**Text segment**:
━━━━━━━━━━━━━━━━

The ghost of Archegos returns to haunt Simm
UK regulator’s attack on Simm may have more to do with the failed family office than meets the eye
A recent letter from the Bank of England’s Prudential Regulation Authority (PRA) setting out the conclusions of its review of the standard initial margin model (Simm) reminded some in the industry of an old game from Sesame Street.
The UK regulator cites three events at the top of its review of Simm for non-cleared derivatives: the Covid-19 pandemic; the Russia-Ukraine crisis; and the default of Archegos Capital Management.
As market participants are quick to point out, one of these things is not like the others.
“Why are they citing Archegos?” asks one industry source. “Maybe there is something there, but most of us don’t understand it.”
Archegos wasn’t margined using Simm, which was developed by the International Swaps and Derivatives Association in response to the non-cleared margin rules. The now-defunct family office wasn’t even subject to those rules at the time of its default.
Some bat off the regulator’s mention of Archegos as a red herring. The PRA itself makes clear its conclusions about Simm – that more work needs to be done to account for non-modelled risk factors – were based on an analysis of the model’s performance during the Covid-19 market stress.
Others, though, believe the family office’s dramatic failure – and the $10 billion losses it inflicted on global banks – lit the touchpaper for the latest round of sabre-rattling on margin.
After all, most of Archegos’s equity swap positions, which totalled $120 billion notional at its peak, were booked into the UK subsidiaries of its dealers. If there are more Archegoses in the market, they will be swept up in the sixth and final implementation phase of the initial margin regime, beginning on September 1.
Few – if any – models would have adequately margined a client that went to such lengths to hide its exposures
Dealers say the regulator has stepped up its scrutiny of how margin models handle hedge fund exposures in recent months. “They’ve basically been asking: if Archegos happened under Simm, would it have been covered?” says a quant analyst at a European bank.
The answer he gives is an emphatic “no”. But that’s no reason to target Simm, he adds. Few – if any – models would have adequately margined a client that went to such lengths to hide its exposures. The PRA’s recommendations to improve Simm governance – enhanced backtesting with actual profit-and-loss data – would have made little difference with Archegos.
More worryingly, the regulator’s own standard margin schedule for non-cleared derivatives – billed as the most conservative of all approaches – may have fared even worse. The so-called regulatory grid assigns a 15% margin charge to equity exposures. Risk weights under Simm for large-cap developed market tech stocks are calibrated at 27%. Dealers say that may need to be increased to at least 40% to cover the Archegos losses.
It is possible that the upshot of all this is that regulators universally agree to increase margin charges under grid. Such a move may even be welcomed by some dealers, who privately concede that the standard schedule is insufficient for some hedge fund counterparties.
Others believe the family office’s blow-up should be kept out of the margin debate altogether.
“Archegos was not to do with initial margin models,” says the quant analyst at the European bank. “Whenever banks experience a big loss, regulators have a tendency to assume it must be because they didn’t collect enough margin. But with Archegos, the real question is why banks allowed a client to place such large, risky bets in the first place.”
The answer is unlikely to be found in an analysis of margin models.

━━━━━━━━━━━━━━━━

**Material provided**:
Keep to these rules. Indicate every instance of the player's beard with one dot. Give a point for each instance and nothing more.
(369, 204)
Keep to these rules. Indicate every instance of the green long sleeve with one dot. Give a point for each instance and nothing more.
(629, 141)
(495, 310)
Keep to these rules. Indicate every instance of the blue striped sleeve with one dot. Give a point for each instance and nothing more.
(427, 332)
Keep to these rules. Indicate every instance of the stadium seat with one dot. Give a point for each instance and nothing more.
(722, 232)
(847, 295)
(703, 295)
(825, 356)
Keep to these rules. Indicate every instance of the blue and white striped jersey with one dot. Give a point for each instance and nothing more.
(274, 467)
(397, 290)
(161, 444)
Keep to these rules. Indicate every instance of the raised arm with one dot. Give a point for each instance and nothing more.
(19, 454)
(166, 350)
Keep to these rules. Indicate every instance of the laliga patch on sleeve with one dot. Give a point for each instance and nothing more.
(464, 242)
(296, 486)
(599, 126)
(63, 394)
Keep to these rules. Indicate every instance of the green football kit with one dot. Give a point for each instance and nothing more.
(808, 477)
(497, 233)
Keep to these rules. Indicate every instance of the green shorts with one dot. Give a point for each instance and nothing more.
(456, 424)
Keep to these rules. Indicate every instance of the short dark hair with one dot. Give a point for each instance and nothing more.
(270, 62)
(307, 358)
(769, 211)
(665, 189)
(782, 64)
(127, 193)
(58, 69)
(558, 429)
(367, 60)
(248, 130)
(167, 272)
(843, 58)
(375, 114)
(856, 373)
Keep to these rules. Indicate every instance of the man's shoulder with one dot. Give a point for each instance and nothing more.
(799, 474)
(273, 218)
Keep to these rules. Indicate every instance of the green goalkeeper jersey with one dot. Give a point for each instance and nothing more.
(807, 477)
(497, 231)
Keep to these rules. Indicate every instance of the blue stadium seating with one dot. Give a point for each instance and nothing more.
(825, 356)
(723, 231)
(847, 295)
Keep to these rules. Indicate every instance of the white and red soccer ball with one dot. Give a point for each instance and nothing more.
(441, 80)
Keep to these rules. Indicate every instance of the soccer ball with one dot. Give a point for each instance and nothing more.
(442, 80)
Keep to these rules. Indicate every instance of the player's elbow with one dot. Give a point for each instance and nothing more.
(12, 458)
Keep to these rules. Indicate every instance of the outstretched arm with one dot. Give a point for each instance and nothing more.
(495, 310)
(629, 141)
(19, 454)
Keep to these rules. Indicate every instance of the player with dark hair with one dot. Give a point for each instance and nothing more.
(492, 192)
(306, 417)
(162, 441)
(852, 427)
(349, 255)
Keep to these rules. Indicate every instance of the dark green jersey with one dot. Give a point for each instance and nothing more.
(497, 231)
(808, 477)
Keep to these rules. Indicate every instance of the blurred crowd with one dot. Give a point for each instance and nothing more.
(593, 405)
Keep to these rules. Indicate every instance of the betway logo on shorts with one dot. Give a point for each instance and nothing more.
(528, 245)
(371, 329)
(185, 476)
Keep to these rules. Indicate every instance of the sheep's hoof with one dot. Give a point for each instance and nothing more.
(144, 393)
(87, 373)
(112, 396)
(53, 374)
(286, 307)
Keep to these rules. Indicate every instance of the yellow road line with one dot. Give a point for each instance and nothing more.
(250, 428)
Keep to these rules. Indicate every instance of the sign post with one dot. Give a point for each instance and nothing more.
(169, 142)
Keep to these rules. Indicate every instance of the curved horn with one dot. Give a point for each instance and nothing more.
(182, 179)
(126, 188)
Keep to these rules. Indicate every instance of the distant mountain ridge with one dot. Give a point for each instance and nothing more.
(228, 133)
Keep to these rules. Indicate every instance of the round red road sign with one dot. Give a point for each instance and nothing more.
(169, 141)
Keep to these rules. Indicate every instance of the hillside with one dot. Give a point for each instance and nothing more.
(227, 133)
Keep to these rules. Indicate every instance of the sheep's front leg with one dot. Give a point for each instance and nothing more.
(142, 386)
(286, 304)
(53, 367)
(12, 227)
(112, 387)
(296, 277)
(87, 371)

━━━━━━━━━━━━━━━━

From the article on Archegos and Simm, reproduce the passage from "Some bat off" up to and including "Covid-19 market stress.".

**The answer**:
Some bat off the regulator’s mention of Archegos as a red herring. The PRA itself makes clear its conclusions about Simm – that more work needs to be done to account for non-modelled risk factors – were based on an analysis of the model’s performance during the Covid-19 market stress.